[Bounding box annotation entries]
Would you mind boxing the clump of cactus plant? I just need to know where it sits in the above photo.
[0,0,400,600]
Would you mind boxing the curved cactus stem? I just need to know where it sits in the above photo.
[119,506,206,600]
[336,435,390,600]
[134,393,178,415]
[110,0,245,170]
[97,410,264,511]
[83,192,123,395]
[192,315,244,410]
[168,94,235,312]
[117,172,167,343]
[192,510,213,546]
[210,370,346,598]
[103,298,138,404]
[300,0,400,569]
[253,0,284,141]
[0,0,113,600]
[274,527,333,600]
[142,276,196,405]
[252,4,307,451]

--

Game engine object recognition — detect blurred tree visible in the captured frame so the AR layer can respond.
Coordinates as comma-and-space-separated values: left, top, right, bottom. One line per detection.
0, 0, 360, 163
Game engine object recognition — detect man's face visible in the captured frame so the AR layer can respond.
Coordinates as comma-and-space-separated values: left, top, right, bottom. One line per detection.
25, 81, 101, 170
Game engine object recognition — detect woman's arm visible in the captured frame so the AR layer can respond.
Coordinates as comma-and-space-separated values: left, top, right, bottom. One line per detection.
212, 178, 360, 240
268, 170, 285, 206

...

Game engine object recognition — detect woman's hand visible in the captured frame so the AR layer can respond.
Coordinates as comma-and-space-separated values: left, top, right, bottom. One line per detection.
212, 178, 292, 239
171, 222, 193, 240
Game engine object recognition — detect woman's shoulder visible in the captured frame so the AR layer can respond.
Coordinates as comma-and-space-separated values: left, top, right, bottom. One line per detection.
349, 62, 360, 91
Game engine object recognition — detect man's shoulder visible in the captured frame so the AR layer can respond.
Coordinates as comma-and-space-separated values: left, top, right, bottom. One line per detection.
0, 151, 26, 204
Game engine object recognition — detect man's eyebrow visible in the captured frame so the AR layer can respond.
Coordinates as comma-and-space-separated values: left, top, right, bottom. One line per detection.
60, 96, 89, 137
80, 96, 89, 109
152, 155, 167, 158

Directions = Duplicate the part of the records above that begins with the line containing "Game engine object recognition — detect woman's shoulder" and ends with the line containing "152, 155, 167, 158", copying each line without any change.

Expected answer =
Game engine object recognition — detect woman's shoulder visible in the captured frame so the AR layer can respond.
Coordinates as comma-and-space-separated values: left, top, right, bottom. One line per detection.
349, 62, 360, 91
Game engine object recognition — detect man's shoulder visible in the captured frame so the AR layer can respond.
Coordinates as comma-and-space-separated values: left, top, right, bottom. One line per detection.
0, 151, 26, 204
Game engine object recognition — detect man's eyebrow visible in the captured frame so the AR layer can respond.
Coordinates as comma-and-space-separated values: left, top, right, bottom. One line per detection.
60, 96, 89, 137
80, 96, 89, 109
152, 155, 167, 158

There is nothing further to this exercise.